• Written request:
Render every line of the listing below as a JSON array of strings, one string per line, skipping blank lines.

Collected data
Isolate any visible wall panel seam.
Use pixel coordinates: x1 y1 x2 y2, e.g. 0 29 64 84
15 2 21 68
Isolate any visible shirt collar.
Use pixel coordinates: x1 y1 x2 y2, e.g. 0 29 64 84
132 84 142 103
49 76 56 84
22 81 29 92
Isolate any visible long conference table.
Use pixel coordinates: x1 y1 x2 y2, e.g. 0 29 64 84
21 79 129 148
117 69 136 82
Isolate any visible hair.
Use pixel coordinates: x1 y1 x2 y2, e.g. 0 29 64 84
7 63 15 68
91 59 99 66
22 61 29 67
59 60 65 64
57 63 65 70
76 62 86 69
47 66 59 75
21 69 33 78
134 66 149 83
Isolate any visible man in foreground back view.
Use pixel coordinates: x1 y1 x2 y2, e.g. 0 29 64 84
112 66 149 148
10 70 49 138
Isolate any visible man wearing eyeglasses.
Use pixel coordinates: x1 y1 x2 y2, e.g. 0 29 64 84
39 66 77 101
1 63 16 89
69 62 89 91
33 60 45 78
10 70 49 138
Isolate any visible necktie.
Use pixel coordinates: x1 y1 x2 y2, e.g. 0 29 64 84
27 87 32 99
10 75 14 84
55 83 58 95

• Full answer:
[
  "Isolate any visible wall panel seam.",
  "Use pixel coordinates: x1 y1 x2 y2, e.g. 0 29 64 84",
  "15 2 21 68",
  "Isolate any visible shirt collar.",
  "Use pixel coordinates: x1 y1 x2 y2, e.g. 0 29 64 84",
  "132 84 142 103",
  "49 76 56 84",
  "22 81 29 92",
  "Isolate any visible long conference table.",
  "Use pixel coordinates: x1 y1 x2 y2, e.g. 0 29 64 84",
  "21 79 129 148",
  "117 69 136 82",
  "Isolate any visible hair.",
  "Use pixel coordinates: x1 y1 x2 y2, e.g. 0 29 64 84",
  "7 63 15 68",
  "91 59 99 66",
  "22 61 29 67",
  "59 60 65 64",
  "57 63 65 70",
  "76 62 86 69",
  "47 66 59 75",
  "21 69 33 78",
  "134 66 149 83",
  "Isolate any visible man in foreground back view.",
  "Use pixel coordinates: x1 y1 x2 y2, e.g. 0 29 64 84",
  "112 66 149 148",
  "10 70 49 138",
  "Isolate any visible man wearing eyeglasses.",
  "Use pixel coordinates: x1 y1 x2 y2, e.g. 0 29 64 84",
  "39 66 77 101",
  "1 63 16 89",
  "69 62 89 91",
  "33 60 45 78",
  "10 70 49 138",
  "Isolate any visible necktie.",
  "Use pixel coordinates: x1 y1 x2 y2, e.g. 0 29 64 84",
  "27 87 32 99",
  "10 75 14 84",
  "55 83 58 95"
]